Retype everything from the first of the lines below down to and including the one that contains "xmin=114 ymin=147 xmax=150 ymax=165". Leave the pictures out of your answer.

'''

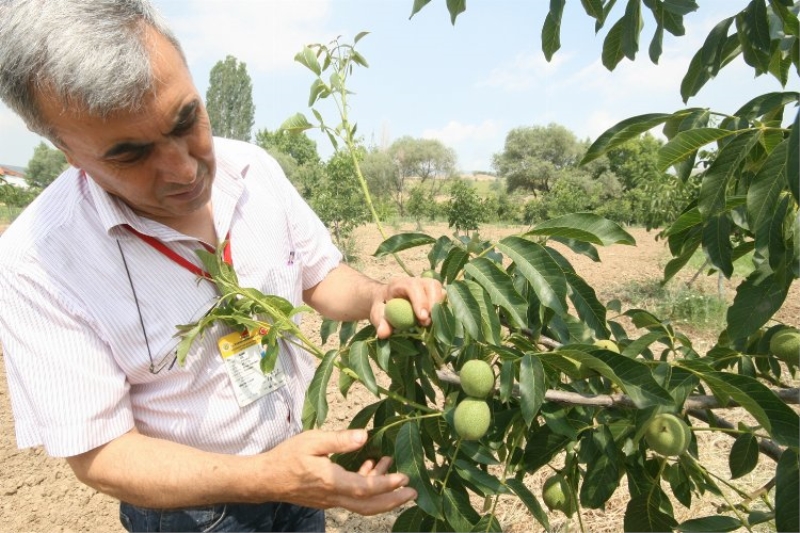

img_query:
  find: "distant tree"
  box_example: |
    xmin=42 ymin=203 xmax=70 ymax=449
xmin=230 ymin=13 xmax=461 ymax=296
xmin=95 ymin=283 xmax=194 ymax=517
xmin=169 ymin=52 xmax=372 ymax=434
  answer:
xmin=255 ymin=129 xmax=324 ymax=199
xmin=492 ymin=124 xmax=585 ymax=194
xmin=447 ymin=179 xmax=485 ymax=233
xmin=309 ymin=152 xmax=370 ymax=259
xmin=608 ymin=133 xmax=666 ymax=191
xmin=256 ymin=129 xmax=320 ymax=165
xmin=361 ymin=148 xmax=397 ymax=202
xmin=388 ymin=136 xmax=456 ymax=216
xmin=25 ymin=141 xmax=69 ymax=189
xmin=206 ymin=56 xmax=256 ymax=141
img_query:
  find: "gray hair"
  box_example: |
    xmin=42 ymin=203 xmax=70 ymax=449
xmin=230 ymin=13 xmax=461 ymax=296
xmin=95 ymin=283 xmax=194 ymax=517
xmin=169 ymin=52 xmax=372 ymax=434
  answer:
xmin=0 ymin=0 xmax=185 ymax=141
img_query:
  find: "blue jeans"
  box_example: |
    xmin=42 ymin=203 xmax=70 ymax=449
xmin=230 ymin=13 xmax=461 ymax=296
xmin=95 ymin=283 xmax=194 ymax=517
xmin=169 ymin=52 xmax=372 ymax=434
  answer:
xmin=119 ymin=502 xmax=325 ymax=532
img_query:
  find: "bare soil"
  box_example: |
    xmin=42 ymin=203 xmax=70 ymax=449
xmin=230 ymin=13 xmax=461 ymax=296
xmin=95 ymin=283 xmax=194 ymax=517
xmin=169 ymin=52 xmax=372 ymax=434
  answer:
xmin=0 ymin=225 xmax=800 ymax=533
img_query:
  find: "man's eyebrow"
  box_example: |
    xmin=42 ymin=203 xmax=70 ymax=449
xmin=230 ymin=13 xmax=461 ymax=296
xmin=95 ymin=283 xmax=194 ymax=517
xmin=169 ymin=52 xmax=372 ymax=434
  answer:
xmin=103 ymin=100 xmax=200 ymax=159
xmin=103 ymin=142 xmax=150 ymax=159
xmin=167 ymin=100 xmax=200 ymax=135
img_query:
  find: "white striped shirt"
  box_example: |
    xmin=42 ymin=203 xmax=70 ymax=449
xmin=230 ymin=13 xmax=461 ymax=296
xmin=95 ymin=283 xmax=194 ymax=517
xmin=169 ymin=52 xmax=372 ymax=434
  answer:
xmin=0 ymin=139 xmax=341 ymax=457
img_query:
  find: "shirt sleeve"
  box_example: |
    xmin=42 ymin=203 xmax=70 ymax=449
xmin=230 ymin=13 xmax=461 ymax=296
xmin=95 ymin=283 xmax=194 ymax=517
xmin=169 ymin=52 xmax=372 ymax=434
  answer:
xmin=0 ymin=264 xmax=134 ymax=457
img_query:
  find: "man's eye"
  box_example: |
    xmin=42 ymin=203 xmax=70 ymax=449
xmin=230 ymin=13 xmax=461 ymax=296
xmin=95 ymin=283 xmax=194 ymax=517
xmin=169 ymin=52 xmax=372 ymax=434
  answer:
xmin=172 ymin=115 xmax=197 ymax=135
xmin=114 ymin=147 xmax=150 ymax=165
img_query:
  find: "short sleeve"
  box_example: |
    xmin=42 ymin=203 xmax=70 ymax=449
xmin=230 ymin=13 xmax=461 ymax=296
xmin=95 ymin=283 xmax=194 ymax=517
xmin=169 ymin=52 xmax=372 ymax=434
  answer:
xmin=0 ymin=264 xmax=134 ymax=457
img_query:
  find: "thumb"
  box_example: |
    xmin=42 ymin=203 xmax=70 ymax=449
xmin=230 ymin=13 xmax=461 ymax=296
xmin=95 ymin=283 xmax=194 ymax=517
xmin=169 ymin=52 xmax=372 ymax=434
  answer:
xmin=305 ymin=429 xmax=367 ymax=456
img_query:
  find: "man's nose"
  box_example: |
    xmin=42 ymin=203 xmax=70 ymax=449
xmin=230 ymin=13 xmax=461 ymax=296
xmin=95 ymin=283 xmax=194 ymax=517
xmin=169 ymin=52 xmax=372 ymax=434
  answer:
xmin=160 ymin=138 xmax=197 ymax=184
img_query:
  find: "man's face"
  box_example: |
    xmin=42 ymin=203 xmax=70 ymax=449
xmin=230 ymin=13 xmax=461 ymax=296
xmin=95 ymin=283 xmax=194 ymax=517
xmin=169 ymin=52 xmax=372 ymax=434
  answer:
xmin=40 ymin=31 xmax=216 ymax=227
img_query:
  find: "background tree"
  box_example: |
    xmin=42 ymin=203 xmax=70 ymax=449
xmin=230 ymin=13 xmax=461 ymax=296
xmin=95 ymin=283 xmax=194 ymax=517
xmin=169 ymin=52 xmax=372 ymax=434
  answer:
xmin=492 ymin=124 xmax=583 ymax=194
xmin=255 ymin=129 xmax=324 ymax=199
xmin=388 ymin=136 xmax=456 ymax=216
xmin=309 ymin=152 xmax=370 ymax=260
xmin=25 ymin=141 xmax=69 ymax=189
xmin=447 ymin=179 xmax=485 ymax=234
xmin=206 ymin=55 xmax=256 ymax=141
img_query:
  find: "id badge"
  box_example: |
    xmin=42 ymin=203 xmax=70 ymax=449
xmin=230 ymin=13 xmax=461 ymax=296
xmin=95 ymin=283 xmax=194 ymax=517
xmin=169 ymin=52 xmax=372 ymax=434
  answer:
xmin=218 ymin=329 xmax=286 ymax=407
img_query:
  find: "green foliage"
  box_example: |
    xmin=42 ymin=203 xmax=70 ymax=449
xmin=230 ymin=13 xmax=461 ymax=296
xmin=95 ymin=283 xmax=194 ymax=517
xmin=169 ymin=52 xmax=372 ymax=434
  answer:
xmin=206 ymin=55 xmax=256 ymax=141
xmin=24 ymin=142 xmax=69 ymax=189
xmin=492 ymin=124 xmax=583 ymax=192
xmin=270 ymin=6 xmax=800 ymax=531
xmin=447 ymin=180 xmax=484 ymax=232
xmin=309 ymin=152 xmax=369 ymax=256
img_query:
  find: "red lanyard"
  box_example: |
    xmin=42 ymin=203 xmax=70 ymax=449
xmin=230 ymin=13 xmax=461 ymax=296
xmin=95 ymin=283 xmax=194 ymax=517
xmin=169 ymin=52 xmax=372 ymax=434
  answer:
xmin=125 ymin=224 xmax=233 ymax=279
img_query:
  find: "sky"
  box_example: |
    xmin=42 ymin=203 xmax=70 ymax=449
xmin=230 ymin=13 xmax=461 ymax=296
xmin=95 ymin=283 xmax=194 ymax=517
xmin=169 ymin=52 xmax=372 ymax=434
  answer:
xmin=0 ymin=0 xmax=798 ymax=172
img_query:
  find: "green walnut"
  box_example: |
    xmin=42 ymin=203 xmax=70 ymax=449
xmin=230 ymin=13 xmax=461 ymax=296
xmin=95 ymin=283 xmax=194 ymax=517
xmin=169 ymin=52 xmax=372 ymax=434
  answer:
xmin=769 ymin=328 xmax=800 ymax=366
xmin=419 ymin=270 xmax=442 ymax=281
xmin=644 ymin=413 xmax=692 ymax=457
xmin=594 ymin=339 xmax=619 ymax=353
xmin=453 ymin=398 xmax=492 ymax=440
xmin=458 ymin=359 xmax=495 ymax=399
xmin=542 ymin=474 xmax=575 ymax=516
xmin=383 ymin=298 xmax=417 ymax=331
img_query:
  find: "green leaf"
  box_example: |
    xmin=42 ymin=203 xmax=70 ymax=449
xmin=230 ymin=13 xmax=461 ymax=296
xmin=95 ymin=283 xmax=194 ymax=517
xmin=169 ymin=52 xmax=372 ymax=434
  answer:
xmin=623 ymin=490 xmax=677 ymax=531
xmin=677 ymin=516 xmax=744 ymax=533
xmin=506 ymin=478 xmax=551 ymax=531
xmin=786 ymin=111 xmax=800 ymax=204
xmin=278 ymin=113 xmax=314 ymax=133
xmin=621 ymin=0 xmax=644 ymax=61
xmin=372 ymin=233 xmax=436 ymax=257
xmin=702 ymin=213 xmax=733 ymax=279
xmin=392 ymin=505 xmax=433 ymax=533
xmin=580 ymin=425 xmax=620 ymax=509
xmin=442 ymin=486 xmax=481 ymax=531
xmin=728 ymin=433 xmax=759 ymax=479
xmin=775 ymin=449 xmax=800 ymax=531
xmin=294 ymin=46 xmax=322 ymax=76
xmin=593 ymin=350 xmax=675 ymax=409
xmin=542 ymin=0 xmax=566 ymax=61
xmin=303 ymin=350 xmax=338 ymax=429
xmin=447 ymin=0 xmax=467 ymax=26
xmin=519 ymin=354 xmax=547 ymax=427
xmin=523 ymin=426 xmax=570 ymax=472
xmin=408 ymin=0 xmax=431 ymax=19
xmin=726 ymin=264 xmax=792 ymax=340
xmin=464 ymin=280 xmax=501 ymax=345
xmin=446 ymin=281 xmax=482 ymax=339
xmin=695 ymin=128 xmax=758 ymax=220
xmin=685 ymin=365 xmax=800 ymax=448
xmin=580 ymin=113 xmax=673 ymax=165
xmin=564 ymin=272 xmax=609 ymax=338
xmin=349 ymin=341 xmax=378 ymax=395
xmin=497 ymin=236 xmax=567 ymax=315
xmin=658 ymin=128 xmax=736 ymax=172
xmin=454 ymin=458 xmax=508 ymax=496
xmin=601 ymin=19 xmax=625 ymax=70
xmin=464 ymin=257 xmax=527 ymax=328
xmin=431 ymin=303 xmax=456 ymax=346
xmin=394 ymin=422 xmax=444 ymax=520
xmin=525 ymin=213 xmax=636 ymax=246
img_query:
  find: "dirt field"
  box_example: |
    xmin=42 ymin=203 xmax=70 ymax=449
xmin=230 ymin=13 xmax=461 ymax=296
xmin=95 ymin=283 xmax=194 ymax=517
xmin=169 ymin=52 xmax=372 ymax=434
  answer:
xmin=0 ymin=225 xmax=800 ymax=532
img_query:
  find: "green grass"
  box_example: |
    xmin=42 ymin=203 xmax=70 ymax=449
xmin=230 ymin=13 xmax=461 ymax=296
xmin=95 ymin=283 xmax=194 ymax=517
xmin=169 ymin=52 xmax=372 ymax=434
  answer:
xmin=620 ymin=280 xmax=728 ymax=332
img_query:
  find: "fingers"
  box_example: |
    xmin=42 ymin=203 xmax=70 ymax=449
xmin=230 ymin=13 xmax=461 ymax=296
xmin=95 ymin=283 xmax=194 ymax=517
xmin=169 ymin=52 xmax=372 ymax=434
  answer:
xmin=291 ymin=429 xmax=367 ymax=456
xmin=370 ymin=277 xmax=444 ymax=339
xmin=339 ymin=487 xmax=417 ymax=516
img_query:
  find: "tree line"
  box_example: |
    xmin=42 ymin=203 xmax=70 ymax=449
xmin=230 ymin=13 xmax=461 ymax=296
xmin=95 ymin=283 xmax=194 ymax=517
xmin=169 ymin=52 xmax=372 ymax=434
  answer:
xmin=9 ymin=55 xmax=695 ymax=245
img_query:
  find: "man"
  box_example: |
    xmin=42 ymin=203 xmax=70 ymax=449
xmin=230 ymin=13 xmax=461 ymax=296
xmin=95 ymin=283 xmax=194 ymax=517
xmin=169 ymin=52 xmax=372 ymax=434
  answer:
xmin=0 ymin=0 xmax=442 ymax=531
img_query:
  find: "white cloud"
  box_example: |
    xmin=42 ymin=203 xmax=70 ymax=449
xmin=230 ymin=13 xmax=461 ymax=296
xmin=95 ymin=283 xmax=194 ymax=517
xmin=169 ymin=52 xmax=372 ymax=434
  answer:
xmin=167 ymin=0 xmax=333 ymax=72
xmin=422 ymin=120 xmax=501 ymax=146
xmin=0 ymin=103 xmax=44 ymax=167
xmin=477 ymin=52 xmax=570 ymax=92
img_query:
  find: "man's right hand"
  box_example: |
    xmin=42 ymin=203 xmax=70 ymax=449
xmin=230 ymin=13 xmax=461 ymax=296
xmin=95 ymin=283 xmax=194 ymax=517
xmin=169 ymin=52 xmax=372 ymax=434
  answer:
xmin=253 ymin=430 xmax=417 ymax=516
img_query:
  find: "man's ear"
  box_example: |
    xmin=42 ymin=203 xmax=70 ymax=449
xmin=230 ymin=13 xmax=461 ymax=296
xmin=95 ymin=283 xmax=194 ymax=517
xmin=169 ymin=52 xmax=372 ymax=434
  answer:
xmin=53 ymin=142 xmax=80 ymax=168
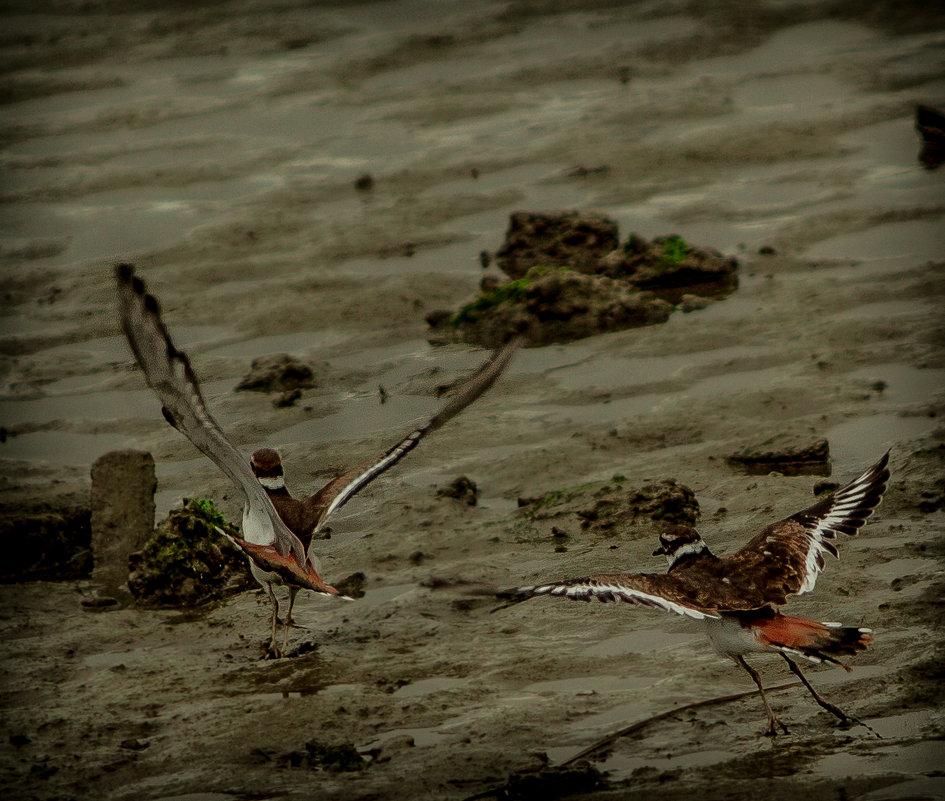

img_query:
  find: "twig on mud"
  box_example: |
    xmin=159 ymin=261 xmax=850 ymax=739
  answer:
xmin=560 ymin=681 xmax=800 ymax=767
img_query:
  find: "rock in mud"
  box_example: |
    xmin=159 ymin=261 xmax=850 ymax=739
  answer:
xmin=427 ymin=217 xmax=738 ymax=347
xmin=92 ymin=450 xmax=157 ymax=592
xmin=0 ymin=504 xmax=92 ymax=584
xmin=128 ymin=500 xmax=256 ymax=607
xmin=495 ymin=211 xmax=620 ymax=278
xmin=598 ymin=234 xmax=738 ymax=303
xmin=519 ymin=478 xmax=699 ymax=544
xmin=272 ymin=741 xmax=367 ymax=773
xmin=433 ymin=267 xmax=672 ymax=347
xmin=915 ymin=105 xmax=945 ymax=170
xmin=436 ymin=476 xmax=479 ymax=506
xmin=577 ymin=478 xmax=699 ymax=536
xmin=728 ymin=438 xmax=830 ymax=476
xmin=236 ymin=353 xmax=315 ymax=392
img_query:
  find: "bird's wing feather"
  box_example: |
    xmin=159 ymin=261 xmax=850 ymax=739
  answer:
xmin=502 ymin=573 xmax=719 ymax=620
xmin=723 ymin=451 xmax=889 ymax=603
xmin=115 ymin=264 xmax=306 ymax=565
xmin=309 ymin=337 xmax=521 ymax=534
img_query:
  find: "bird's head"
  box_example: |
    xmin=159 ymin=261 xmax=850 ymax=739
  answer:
xmin=653 ymin=523 xmax=709 ymax=569
xmin=249 ymin=448 xmax=285 ymax=490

'''

### Task answer
img_query:
  find: "distant tree"
  box_example: |
    xmin=42 ymin=203 xmax=70 ymax=449
xmin=230 ymin=13 xmax=461 ymax=296
xmin=95 ymin=283 xmax=194 ymax=517
xmin=169 ymin=52 xmax=372 ymax=434
  answer:
xmin=255 ymin=129 xmax=324 ymax=199
xmin=492 ymin=124 xmax=585 ymax=194
xmin=447 ymin=179 xmax=485 ymax=233
xmin=309 ymin=152 xmax=370 ymax=259
xmin=608 ymin=133 xmax=666 ymax=191
xmin=256 ymin=129 xmax=320 ymax=165
xmin=361 ymin=148 xmax=397 ymax=202
xmin=388 ymin=136 xmax=456 ymax=216
xmin=25 ymin=141 xmax=69 ymax=189
xmin=206 ymin=56 xmax=256 ymax=141
img_query:
  find: "gray hair"
  box_example: |
    xmin=42 ymin=203 xmax=70 ymax=449
xmin=230 ymin=13 xmax=461 ymax=296
xmin=95 ymin=283 xmax=194 ymax=517
xmin=169 ymin=52 xmax=372 ymax=434
  answer:
xmin=0 ymin=0 xmax=185 ymax=141
img_query:
  find: "blue jeans"
  box_example: |
    xmin=42 ymin=203 xmax=70 ymax=449
xmin=230 ymin=13 xmax=461 ymax=296
xmin=95 ymin=283 xmax=194 ymax=517
xmin=169 ymin=52 xmax=372 ymax=434
  answer:
xmin=119 ymin=502 xmax=325 ymax=532
img_query:
  find: "bare soil"
  box_example: |
    xmin=42 ymin=203 xmax=70 ymax=449
xmin=230 ymin=13 xmax=461 ymax=296
xmin=95 ymin=283 xmax=194 ymax=517
xmin=169 ymin=52 xmax=372 ymax=434
  answer:
xmin=0 ymin=225 xmax=800 ymax=533
img_query:
  find: "man's eyebrow"
  box_example: |
    xmin=42 ymin=203 xmax=70 ymax=449
xmin=230 ymin=13 xmax=461 ymax=296
xmin=95 ymin=283 xmax=194 ymax=517
xmin=169 ymin=52 xmax=372 ymax=434
  answer:
xmin=103 ymin=100 xmax=200 ymax=159
xmin=103 ymin=142 xmax=150 ymax=159
xmin=167 ymin=100 xmax=200 ymax=135
img_query:
  find: "white striped shirt"
  box_example: |
    xmin=42 ymin=203 xmax=70 ymax=449
xmin=230 ymin=13 xmax=461 ymax=296
xmin=95 ymin=283 xmax=194 ymax=517
xmin=169 ymin=52 xmax=372 ymax=434
  answer:
xmin=0 ymin=139 xmax=341 ymax=457
img_query:
  find: "shirt sleeve"
  box_example: |
    xmin=42 ymin=203 xmax=70 ymax=449
xmin=230 ymin=13 xmax=461 ymax=296
xmin=95 ymin=283 xmax=194 ymax=517
xmin=169 ymin=52 xmax=372 ymax=434
  answer:
xmin=0 ymin=264 xmax=134 ymax=457
img_query:
  find: "man's eye"
  box_example: |
    xmin=42 ymin=203 xmax=70 ymax=449
xmin=230 ymin=13 xmax=461 ymax=296
xmin=95 ymin=283 xmax=194 ymax=517
xmin=169 ymin=52 xmax=372 ymax=434
  answer:
xmin=172 ymin=115 xmax=197 ymax=135
xmin=114 ymin=147 xmax=150 ymax=165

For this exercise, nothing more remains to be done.